現在の主力事業は、ケミカルと住宅で、売り上げ全体の約7割、営業利益の約6割を占める。「中期的展望としては、4つのセクターで、それぞれ利益の4分の1ずつを稼いでいきたい」。

海外については「みんな外の市場はナンボでも伸びるっていうが、やっぱり、必ず勝てる事業でなければ意味がない」。だから、ケミカルでは、世界的に見ても高い技術力を誇るアクリロニトリルモノマーに、集中投資する。

旭化成はいま、11年度からはじめる新しい中期経営計画の議論の真っ最中だ。今回のキーワードは「融合」。そして「環境との共生」「健康で快適な生活」が、各事業を貫く横串となる。「どの化学会社も似たようなキーワードだから、なんで旭化成でなくてはならないか、という話をみんなでしている。我々は化学会社にしては珍しく、住宅とか、LSIを持っている。そういう事業を融合させれば、よそと違った展開ができるんじゃないか」。多角化の先にあるのは、それらを融合したシステム型事業というわけだ。

..............................

* [作業の指示]
(1) 旭化成についての抜粋では、現在の主力事業は何と何ですか？
(2) 旭化成についての抜粋のうち、「現在の主力事業は、ケミカルと」から始めて「ルモノマーに、集中投資する。」まで続く部分を、一字一句変えずに書き写してください。

..............................

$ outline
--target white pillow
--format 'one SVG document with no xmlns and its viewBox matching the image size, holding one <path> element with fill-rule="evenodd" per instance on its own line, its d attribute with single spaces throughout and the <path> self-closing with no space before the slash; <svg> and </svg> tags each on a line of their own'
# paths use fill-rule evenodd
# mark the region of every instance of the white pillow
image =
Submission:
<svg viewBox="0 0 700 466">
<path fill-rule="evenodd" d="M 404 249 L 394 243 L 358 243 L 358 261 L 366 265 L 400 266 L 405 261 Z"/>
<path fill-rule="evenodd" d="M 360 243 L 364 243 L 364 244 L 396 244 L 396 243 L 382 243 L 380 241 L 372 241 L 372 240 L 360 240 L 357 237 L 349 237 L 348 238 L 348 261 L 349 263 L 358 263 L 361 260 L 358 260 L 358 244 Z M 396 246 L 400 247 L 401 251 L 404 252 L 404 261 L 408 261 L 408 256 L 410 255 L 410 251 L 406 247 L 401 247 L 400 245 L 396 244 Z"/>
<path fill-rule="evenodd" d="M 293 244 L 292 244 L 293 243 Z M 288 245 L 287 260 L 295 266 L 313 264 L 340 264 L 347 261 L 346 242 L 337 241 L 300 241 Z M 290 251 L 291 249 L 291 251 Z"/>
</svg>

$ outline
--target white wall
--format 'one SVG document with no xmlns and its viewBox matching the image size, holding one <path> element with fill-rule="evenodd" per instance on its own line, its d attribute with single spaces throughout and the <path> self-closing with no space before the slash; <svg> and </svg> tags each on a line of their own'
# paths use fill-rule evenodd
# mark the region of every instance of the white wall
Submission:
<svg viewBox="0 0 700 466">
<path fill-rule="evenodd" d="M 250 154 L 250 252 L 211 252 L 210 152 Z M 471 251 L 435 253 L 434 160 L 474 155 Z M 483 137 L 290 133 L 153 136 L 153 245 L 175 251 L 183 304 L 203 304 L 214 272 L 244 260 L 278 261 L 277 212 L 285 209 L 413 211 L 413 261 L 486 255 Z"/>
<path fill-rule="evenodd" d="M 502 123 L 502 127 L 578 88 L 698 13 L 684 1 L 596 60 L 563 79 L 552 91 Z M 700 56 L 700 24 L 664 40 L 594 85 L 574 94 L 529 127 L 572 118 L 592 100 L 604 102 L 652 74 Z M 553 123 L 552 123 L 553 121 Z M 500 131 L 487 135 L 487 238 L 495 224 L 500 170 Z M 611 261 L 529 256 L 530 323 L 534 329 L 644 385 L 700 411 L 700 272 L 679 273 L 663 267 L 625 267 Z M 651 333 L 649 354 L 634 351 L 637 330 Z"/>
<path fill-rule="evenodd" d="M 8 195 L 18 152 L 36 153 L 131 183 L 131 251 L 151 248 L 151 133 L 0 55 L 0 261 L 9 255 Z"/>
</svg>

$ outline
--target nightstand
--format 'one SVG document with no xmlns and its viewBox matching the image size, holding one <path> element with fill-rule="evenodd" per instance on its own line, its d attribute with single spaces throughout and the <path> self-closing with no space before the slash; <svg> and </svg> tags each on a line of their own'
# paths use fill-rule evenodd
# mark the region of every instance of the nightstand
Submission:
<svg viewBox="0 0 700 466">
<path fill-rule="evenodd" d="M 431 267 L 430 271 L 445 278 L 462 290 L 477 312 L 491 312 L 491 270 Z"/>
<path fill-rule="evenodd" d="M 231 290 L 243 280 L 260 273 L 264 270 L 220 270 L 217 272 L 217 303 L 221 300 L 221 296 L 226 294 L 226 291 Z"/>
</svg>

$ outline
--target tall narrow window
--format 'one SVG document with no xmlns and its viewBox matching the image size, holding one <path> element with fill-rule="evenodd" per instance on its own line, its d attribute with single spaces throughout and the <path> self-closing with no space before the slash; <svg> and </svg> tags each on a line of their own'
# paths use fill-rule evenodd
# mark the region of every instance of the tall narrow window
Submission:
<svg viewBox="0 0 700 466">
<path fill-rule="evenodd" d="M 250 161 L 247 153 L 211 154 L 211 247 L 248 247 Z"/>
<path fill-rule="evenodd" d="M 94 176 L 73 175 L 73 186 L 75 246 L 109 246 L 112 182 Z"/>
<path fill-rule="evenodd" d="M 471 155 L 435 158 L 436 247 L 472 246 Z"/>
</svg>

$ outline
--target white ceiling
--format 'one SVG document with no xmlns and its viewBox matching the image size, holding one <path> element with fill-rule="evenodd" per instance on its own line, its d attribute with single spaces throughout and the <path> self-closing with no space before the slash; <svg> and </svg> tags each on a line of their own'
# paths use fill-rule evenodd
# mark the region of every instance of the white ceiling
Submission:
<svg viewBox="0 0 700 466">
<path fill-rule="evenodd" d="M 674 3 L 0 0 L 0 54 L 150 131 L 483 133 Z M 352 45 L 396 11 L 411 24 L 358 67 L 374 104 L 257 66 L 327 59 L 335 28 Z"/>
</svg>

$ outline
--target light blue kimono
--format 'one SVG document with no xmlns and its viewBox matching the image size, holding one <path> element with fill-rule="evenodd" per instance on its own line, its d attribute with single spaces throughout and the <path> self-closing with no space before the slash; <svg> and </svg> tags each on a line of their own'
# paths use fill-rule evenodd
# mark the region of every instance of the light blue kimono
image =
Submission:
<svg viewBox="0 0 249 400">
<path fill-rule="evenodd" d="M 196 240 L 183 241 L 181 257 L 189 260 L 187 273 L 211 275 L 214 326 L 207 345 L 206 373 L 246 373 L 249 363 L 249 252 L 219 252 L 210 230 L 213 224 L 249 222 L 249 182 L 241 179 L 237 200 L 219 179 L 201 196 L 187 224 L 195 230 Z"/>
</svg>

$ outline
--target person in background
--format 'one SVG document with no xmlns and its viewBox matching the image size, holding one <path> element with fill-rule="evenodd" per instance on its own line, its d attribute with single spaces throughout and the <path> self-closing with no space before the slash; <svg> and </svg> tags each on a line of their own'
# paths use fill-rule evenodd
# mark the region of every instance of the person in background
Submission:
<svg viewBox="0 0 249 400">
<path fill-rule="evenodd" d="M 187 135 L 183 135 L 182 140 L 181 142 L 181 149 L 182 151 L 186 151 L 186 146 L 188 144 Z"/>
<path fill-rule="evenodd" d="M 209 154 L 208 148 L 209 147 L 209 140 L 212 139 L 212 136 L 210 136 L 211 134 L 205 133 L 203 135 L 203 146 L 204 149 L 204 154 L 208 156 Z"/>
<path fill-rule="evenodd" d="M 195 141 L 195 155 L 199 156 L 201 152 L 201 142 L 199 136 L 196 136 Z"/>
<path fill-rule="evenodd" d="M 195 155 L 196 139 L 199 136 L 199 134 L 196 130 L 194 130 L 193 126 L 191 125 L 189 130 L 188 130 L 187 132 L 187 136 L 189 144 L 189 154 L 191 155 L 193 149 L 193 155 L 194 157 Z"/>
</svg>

..............................

* [各問の解答]
(1) ケミカルと住宅です。

(2)
現在の主力事業は、ケミカルと住宅で、売り上げ全体の約7割、営業利益の約6割を占める。「中期的展望としては、4つのセクターで、それぞれ利益の4分の1ずつを稼いでいきたい」。

海外については「みんな外の市場はナンボでも伸びるっていうが、やっぱり、必ず勝てる事業でなければ意味がない」。だから、ケミカルでは、世界的に見ても高い技術力を誇るアクリロニトリルモノマーに、集中投資する。